++++ Task data

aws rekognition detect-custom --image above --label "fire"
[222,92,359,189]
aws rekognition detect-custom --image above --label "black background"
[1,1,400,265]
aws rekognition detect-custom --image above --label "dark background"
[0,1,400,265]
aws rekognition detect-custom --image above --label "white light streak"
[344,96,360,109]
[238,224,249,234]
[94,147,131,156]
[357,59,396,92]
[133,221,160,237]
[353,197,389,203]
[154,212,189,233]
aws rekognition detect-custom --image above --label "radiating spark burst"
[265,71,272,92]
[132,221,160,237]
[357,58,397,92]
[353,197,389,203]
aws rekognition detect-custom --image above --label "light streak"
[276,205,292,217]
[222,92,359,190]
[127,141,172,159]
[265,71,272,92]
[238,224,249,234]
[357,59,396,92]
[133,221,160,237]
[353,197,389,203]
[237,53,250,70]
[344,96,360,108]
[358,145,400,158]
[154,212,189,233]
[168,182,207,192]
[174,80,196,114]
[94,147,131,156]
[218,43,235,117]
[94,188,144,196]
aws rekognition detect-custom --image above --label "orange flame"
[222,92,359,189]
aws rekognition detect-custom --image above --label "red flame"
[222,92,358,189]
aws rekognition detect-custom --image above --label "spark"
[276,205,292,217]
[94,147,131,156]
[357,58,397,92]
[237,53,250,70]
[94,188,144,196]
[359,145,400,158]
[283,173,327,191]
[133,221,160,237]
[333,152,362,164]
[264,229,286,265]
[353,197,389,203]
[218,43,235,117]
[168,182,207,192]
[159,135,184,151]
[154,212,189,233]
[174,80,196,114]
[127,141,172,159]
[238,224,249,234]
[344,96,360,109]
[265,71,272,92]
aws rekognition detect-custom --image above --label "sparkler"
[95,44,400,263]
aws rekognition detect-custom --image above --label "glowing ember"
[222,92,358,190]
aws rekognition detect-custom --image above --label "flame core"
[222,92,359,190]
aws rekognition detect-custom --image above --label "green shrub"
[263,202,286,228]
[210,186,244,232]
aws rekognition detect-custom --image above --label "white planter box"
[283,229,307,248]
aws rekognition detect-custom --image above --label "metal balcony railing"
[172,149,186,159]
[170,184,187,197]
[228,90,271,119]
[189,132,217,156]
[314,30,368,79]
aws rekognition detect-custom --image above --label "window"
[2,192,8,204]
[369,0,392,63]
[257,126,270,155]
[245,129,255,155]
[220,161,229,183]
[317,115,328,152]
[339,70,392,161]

++++++++

▸ **What the task asks**
Which lines in the material above contain the word "white"? Gather each of them and copy it in full.

▸ **Solution below**
aws rekognition detect-custom --image above --label "white light streak"
aws rekognition detect-custom --image above --label "white planter box"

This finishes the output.